Задание =>
Кратко перескажите абзац отрывка, который начинается словами «Проблема ПЭТ в том». Основные факты должны сохраниться.

Опухоль активно растет – в этом ее природа, она активно потребляет энергию, быстрее, чем нормальные окружающие ее ткани, потому что у взрослого человека ткани, кроме слизистой кишечника, уже, по сути, не растут. Поэтому опухолевая ткань больше потребляет глюкозы из крови. Если мы «прицепим» к глюкозе метку в виде радиоактивного вещества и введем эту «смесь» в организм, то опухоль с радостью эту глюкозу поглотит, а вместе с ней поглотит и радиофармпрепарат. На изображениях будет яркое пятно, потому что концентрация препарата в опухоли будет выше.

Проблема ПЭТ в том, что изображения получаются размытые и расплывчатые, анатомии там почти не видно. Мы видим пятно, но не понимаем, где оно. Поэтому мы совмещаем две картинки в одну: из КТ берем анатомию, а из ПЭТ – биохимию и физиологию, смотрим, где и как осуществляется функционирование тканей. ПЭТ-КТ используется, когда нужно понять, какова биохимическая, физиологическая или патофизиологическая природа того или иного образования. А КТ хороша, когда нам нужно определиться с границами, контурами. Это методы принципиально разные, хотя один из них содержит в себе другой.

– Есть ли противопоказания для КТ и ПЭТ-КТ?

– Противопоказания одинаковы. Методы, которые несут лучевую нагрузку, нельзя применять у беременных (только по жизненным показаниям, когда не сделать исследование означает пропустить диагноз и потерять пациента), и с большой осторожностью – детям. Если исследование назначено по поводу рутинных проблем (синусит, пневмония), лучше сделать рентген – да, он будет чуть менее информативный, но соотношение информативности и вреда, если мы говорим о ребенке, будет более оправданным в сторону рентгена. Только два противопоказания.

– Есть ли исследования того, как лучевая нагрузка влияет на плод и на дальнейшее течение беременности?

– Если это первый триместр, то пациентке могут рекомендовать прерывание, потому что последствия могут быть непредсказуемыми. Едва ли кто-то проводил специальное исследование по воздействию радиации на плод, не думаю, что есть такие публикации.

– Расскажите, пожалуйста, про исследования с использованием контрастного вещества (контраста). Что врач должен знать о пациенте, и что должен сказать врачу пациент?

Список строк =>
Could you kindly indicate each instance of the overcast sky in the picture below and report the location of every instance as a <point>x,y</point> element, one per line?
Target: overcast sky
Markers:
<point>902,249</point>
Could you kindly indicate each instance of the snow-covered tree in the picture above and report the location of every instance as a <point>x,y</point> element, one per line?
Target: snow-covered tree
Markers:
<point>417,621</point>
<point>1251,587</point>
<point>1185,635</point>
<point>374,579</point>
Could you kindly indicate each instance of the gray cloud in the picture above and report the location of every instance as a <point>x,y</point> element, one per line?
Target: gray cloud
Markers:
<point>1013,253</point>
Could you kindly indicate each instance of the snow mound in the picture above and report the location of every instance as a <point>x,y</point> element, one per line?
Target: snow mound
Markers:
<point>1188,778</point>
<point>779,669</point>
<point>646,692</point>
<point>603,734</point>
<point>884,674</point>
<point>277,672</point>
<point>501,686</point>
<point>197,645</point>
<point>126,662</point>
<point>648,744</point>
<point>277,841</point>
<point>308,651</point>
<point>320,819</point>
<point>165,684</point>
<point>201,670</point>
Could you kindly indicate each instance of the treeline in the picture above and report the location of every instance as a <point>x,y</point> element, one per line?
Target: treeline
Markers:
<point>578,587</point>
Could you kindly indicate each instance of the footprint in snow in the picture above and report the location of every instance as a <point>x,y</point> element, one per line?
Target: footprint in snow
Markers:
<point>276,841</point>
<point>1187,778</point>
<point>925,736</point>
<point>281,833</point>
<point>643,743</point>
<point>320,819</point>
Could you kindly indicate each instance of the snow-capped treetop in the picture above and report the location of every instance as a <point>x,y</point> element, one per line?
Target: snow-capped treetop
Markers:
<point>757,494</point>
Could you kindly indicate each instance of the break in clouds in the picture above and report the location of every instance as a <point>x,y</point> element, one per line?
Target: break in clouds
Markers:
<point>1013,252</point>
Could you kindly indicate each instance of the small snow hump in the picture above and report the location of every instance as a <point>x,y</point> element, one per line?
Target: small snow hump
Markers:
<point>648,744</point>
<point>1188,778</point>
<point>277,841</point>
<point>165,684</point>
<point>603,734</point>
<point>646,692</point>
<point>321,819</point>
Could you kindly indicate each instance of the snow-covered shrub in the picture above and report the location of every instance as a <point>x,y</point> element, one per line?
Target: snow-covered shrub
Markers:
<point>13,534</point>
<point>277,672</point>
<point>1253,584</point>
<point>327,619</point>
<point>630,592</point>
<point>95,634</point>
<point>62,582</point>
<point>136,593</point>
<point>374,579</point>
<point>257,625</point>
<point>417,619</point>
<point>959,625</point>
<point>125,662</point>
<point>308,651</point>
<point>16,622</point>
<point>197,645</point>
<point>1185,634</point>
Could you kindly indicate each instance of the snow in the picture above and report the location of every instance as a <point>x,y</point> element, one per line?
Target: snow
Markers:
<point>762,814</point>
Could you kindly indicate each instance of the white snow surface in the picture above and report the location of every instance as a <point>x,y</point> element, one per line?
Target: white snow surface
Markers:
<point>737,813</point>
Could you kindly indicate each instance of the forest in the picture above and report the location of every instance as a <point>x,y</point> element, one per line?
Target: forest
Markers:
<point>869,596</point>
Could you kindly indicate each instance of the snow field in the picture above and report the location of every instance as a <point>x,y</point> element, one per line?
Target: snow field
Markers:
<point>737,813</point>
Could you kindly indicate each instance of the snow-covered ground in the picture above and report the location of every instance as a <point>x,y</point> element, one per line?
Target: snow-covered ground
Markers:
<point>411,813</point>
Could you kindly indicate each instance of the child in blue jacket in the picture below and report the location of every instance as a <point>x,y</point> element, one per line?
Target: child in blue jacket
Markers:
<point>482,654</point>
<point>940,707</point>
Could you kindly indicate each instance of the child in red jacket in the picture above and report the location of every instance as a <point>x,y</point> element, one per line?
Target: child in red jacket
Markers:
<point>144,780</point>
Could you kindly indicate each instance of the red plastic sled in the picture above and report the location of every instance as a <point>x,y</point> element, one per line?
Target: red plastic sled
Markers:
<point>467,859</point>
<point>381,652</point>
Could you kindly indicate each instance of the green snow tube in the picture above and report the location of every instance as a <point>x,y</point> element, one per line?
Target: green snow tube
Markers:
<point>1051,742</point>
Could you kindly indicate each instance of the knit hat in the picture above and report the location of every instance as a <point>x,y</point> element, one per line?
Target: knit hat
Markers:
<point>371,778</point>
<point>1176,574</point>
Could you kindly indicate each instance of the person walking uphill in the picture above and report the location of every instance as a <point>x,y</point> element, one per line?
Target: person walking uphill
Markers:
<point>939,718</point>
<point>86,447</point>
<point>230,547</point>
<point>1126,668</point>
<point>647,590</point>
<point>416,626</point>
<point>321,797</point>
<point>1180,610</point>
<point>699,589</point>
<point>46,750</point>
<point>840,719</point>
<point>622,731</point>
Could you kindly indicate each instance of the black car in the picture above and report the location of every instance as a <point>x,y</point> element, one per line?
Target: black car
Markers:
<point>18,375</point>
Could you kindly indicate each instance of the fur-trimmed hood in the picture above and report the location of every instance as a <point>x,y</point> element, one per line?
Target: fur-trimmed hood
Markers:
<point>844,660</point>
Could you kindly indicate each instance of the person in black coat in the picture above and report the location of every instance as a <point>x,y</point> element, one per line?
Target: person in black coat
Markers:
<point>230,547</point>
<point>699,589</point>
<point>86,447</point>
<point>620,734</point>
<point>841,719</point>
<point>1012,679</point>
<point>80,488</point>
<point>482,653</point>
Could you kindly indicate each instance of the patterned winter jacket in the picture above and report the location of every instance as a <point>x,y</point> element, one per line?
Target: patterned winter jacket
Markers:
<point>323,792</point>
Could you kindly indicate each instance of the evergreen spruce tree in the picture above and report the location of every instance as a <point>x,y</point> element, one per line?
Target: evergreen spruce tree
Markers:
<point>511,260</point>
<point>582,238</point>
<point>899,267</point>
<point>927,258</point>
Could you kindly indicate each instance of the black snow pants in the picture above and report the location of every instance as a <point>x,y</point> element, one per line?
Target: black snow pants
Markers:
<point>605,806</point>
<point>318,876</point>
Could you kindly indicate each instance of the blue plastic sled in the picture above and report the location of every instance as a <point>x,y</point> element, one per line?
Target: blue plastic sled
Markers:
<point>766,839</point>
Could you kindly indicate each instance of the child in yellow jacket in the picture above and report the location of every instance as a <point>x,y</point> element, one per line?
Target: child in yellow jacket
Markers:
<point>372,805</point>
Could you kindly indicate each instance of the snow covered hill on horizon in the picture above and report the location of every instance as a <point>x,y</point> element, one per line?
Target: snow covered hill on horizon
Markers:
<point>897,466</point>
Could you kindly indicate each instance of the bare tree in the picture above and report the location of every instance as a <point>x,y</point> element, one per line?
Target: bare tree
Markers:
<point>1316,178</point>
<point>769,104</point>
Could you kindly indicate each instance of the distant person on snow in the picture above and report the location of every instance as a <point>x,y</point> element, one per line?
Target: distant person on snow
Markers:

Решение =>
ПЭТ дает размытые изображения, на которых почти не видна анатомия: пятно заметно, но непонятно, где оно находится. Поэтому две картинки совмещают в одну. КТ дает анатомию, ПЭТ дает биохимию и физиологию тканей. ПЭТ-КТ применяют, чтобы понять биохимическую, физиологическую или патофизиологическую природу образования. КТ нужна, чтобы определить его границы и контуры. Методы принципиально разные, хотя один из них содержит в себе другой.